Items from a dataset =
+ + +

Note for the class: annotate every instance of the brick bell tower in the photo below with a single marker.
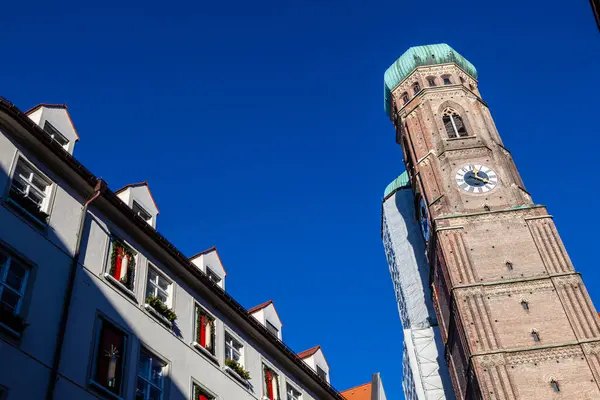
(515, 317)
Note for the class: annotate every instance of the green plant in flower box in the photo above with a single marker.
(161, 308)
(234, 365)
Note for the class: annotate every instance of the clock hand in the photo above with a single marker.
(484, 180)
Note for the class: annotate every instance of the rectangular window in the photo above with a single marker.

+ + +

YOUR TASK =
The expected response is every entry above, repeated exactly, pictures removed.

ANSWER FOR THE TASK =
Note for the class: annotate every instance of the brick bell tower in the photo below with a single marker.
(515, 317)
Note for the class: annotate every instance of the green plant in flower box in the photo above with a single marker.
(161, 308)
(234, 365)
Note for the class: annotate every instance of the clock hand in the photo above with a single marker.
(484, 180)
Note for the class: annotate every instance of the rectangular window in the photo above with a single marker.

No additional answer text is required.